Entries provided:
--- Start ---

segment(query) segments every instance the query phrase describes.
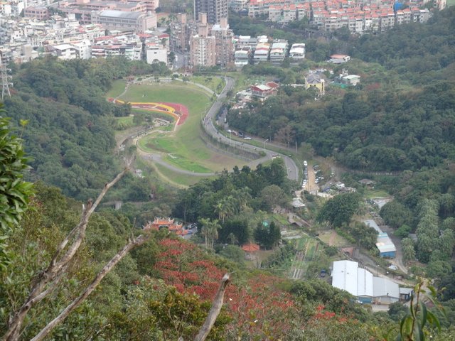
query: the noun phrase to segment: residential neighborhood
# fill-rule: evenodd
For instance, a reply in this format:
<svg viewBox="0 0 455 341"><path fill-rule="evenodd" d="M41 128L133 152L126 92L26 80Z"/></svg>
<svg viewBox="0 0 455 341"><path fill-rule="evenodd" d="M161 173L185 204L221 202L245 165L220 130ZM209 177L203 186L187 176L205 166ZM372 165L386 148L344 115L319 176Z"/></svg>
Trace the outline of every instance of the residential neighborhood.
<svg viewBox="0 0 455 341"><path fill-rule="evenodd" d="M177 13L159 23L159 0L12 0L1 4L0 53L4 63L21 63L39 55L60 59L88 59L124 55L148 63L163 62L170 67L232 67L269 61L279 64L289 57L296 63L305 58L305 42L261 35L236 36L228 21L227 0L194 4L194 15ZM231 10L251 18L287 24L306 18L311 27L333 31L347 27L353 34L383 32L395 25L427 21L432 16L422 0L402 8L392 1L297 1L295 0L232 1ZM434 0L442 9L445 0ZM246 12L245 12L246 11ZM171 53L181 55L175 60ZM178 58L176 58L178 59ZM330 62L346 63L350 57L333 55ZM179 63L178 63L179 62ZM350 77L352 78L352 77ZM349 85L358 82L346 80Z"/></svg>

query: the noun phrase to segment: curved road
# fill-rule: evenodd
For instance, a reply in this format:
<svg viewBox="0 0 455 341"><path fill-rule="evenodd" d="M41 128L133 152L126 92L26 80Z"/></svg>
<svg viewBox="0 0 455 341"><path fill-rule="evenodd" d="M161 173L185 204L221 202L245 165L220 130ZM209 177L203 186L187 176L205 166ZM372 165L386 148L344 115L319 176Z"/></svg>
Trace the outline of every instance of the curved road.
<svg viewBox="0 0 455 341"><path fill-rule="evenodd" d="M218 138L218 139L220 139L220 141L223 141L225 144L230 144L231 146L235 146L237 149L242 149L242 150L250 151L254 153L257 153L258 151L263 151L264 153L265 153L265 156L253 161L251 163L252 166L257 166L257 164L267 161L267 160L271 160L273 156L279 156L284 161L284 165L287 168L287 170L288 178L298 182L299 181L299 167L297 166L294 161L292 160L292 158L289 157L287 155L269 151L264 148L255 147L254 146L250 145L246 143L231 140L230 139L228 139L224 135L220 134L220 132L216 129L216 128L215 127L215 125L213 124L213 120L215 119L216 114L220 111L220 109L221 108L221 106L223 105L223 103L225 99L226 99L228 92L234 88L234 85L235 85L234 80L232 78L225 77L225 80L226 82L226 85L225 86L225 88L223 90L221 93L219 95L218 95L217 99L213 102L213 104L209 109L208 112L207 113L207 114L203 119L203 122L204 122L203 129L205 131L205 132L215 138ZM201 87L203 87L203 85ZM211 92L213 93L213 92ZM135 134L136 134L129 137L132 137ZM261 143L262 142L262 141L258 139L255 139L255 140ZM145 155L145 153L142 153L141 156L144 158L145 159L148 158L151 161L156 162L157 163L159 163L160 165L167 168L169 168L175 172L178 172L182 174L186 174L188 175L196 175L196 176L210 176L214 174L214 173L199 173L190 172L189 170L186 170L173 167L173 166L166 163L165 161L161 159L161 156L158 153L147 153L148 155Z"/></svg>
<svg viewBox="0 0 455 341"><path fill-rule="evenodd" d="M213 121L215 119L216 114L220 111L220 109L223 105L223 102L226 98L227 93L234 88L234 80L232 78L225 77L225 80L226 82L226 86L223 90L221 93L218 95L216 101L215 101L212 107L208 110L207 115L205 115L205 117L204 117L203 127L205 132L213 137L218 138L225 144L230 144L231 146L234 146L237 149L242 149L244 151L248 151L255 153L257 153L258 151L264 151L265 153L265 156L256 160L255 161L255 163L256 165L267 160L271 160L274 155L278 155L281 156L284 161L284 165L287 168L288 178L289 178L290 180L294 180L295 181L299 181L299 167L296 164L295 161L288 156L282 154L280 153L272 151L264 148L255 147L254 146L251 146L243 142L231 140L230 139L228 139L228 137L220 134L219 131L216 129L215 125L213 124ZM261 141L259 141L259 142Z"/></svg>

--- End ---

Problem description: Write out every line of the rows above as a numbered list, skipping blank lines and leaving out the pictures.

Expected output:
1. segment(query) segments every instance the query phrase describes.
2. query: the noun phrase to segment: residential neighborhood
3. # fill-rule: evenodd
4. For instance, a reply in this format:
5. <svg viewBox="0 0 455 341"><path fill-rule="evenodd" d="M41 128L133 152L126 92L26 80Z"/></svg>
6. <svg viewBox="0 0 455 341"><path fill-rule="evenodd" d="M161 173L185 204L221 202L245 165L220 130ZM209 177L203 186L187 176L205 166ZM372 165L386 148L344 115L319 176Z"/></svg>
7. Trace the outline of every instance of the residential neighborhood.
8. <svg viewBox="0 0 455 341"><path fill-rule="evenodd" d="M177 13L159 23L159 0L12 0L1 4L0 53L4 63L21 63L39 55L60 59L88 59L124 55L148 63L163 62L170 67L232 67L269 61L279 64L289 57L296 63L305 58L305 42L261 35L236 36L228 21L227 0L194 4L194 15ZM231 10L251 18L287 24L306 18L311 27L333 31L347 27L353 34L383 32L395 25L427 21L432 16L422 0L402 8L392 1L297 1L295 0L232 1ZM434 0L442 9L445 0ZM246 12L245 12L246 11ZM171 53L181 55L175 60ZM178 58L176 58L178 59ZM330 62L346 63L350 57L333 55ZM179 63L178 63L179 62ZM350 77L352 78L352 77ZM349 85L358 82L346 80Z"/></svg>
9. query: the noun phrase to segment: curved road
10. # fill-rule: evenodd
11. For instance, a reply in this format:
12. <svg viewBox="0 0 455 341"><path fill-rule="evenodd" d="M41 128L133 152L126 92L26 80Z"/></svg>
13. <svg viewBox="0 0 455 341"><path fill-rule="evenodd" d="M161 173L185 204L221 202L245 165L220 130ZM209 177L203 186L187 176L205 166ZM372 165L386 148L344 115L319 176Z"/></svg>
14. Trace the outline of every instance of the curved road.
15. <svg viewBox="0 0 455 341"><path fill-rule="evenodd" d="M218 138L218 139L220 139L220 141L223 141L225 144L230 144L231 146L235 146L237 149L242 149L242 150L250 151L254 153L257 153L258 151L263 151L264 153L265 153L265 156L253 161L251 163L252 166L257 166L257 164L267 161L267 160L271 160L273 156L279 156L284 161L284 165L287 168L287 170L288 178L298 182L299 181L299 167L297 166L294 161L292 160L292 158L289 157L287 155L269 151L264 148L255 147L254 146L250 145L246 143L231 140L230 139L228 139L224 135L220 134L220 132L216 129L216 128L215 127L215 125L213 124L213 120L215 119L216 114L220 111L220 109L221 108L221 106L223 105L223 103L225 99L226 99L228 92L234 88L234 85L235 85L234 80L232 78L225 77L225 80L226 82L226 85L225 86L225 88L223 90L221 93L219 95L218 95L217 99L213 102L213 104L209 109L208 112L207 113L207 114L203 119L203 122L204 122L203 129L205 131L205 132L215 138ZM201 87L203 87L203 85ZM211 92L213 93L213 92ZM135 134L136 134L129 137L132 137ZM261 143L262 142L262 141L258 139L255 139L255 140ZM145 155L145 153L142 153L141 156L144 158L145 159L148 158L151 161L156 162L157 163L159 163L160 165L167 168L169 168L175 172L178 172L182 174L186 174L188 175L196 175L196 176L210 176L214 174L214 173L199 173L190 172L189 170L186 170L173 167L173 166L166 163L165 161L161 159L161 156L158 153L147 153L148 155Z"/></svg>
16. <svg viewBox="0 0 455 341"><path fill-rule="evenodd" d="M213 121L215 119L216 114L220 111L220 109L223 105L223 102L226 98L227 93L234 88L234 80L232 78L225 77L225 80L226 82L226 86L223 90L221 93L218 95L216 101L215 101L212 107L208 110L207 115L205 115L205 117L204 117L203 127L205 132L213 137L218 138L225 144L230 144L231 146L234 146L237 149L242 149L244 151L248 151L255 153L257 153L258 151L264 151L265 153L265 156L256 160L255 161L255 163L256 165L267 160L271 160L274 155L278 155L281 156L284 161L284 165L287 168L288 178L289 178L290 180L294 180L295 181L299 181L299 167L296 164L295 161L288 156L282 154L280 153L272 151L264 148L255 147L254 146L251 146L243 142L231 140L230 139L228 139L228 137L220 134L219 131L216 129L215 125L213 124ZM261 141L259 141L259 142Z"/></svg>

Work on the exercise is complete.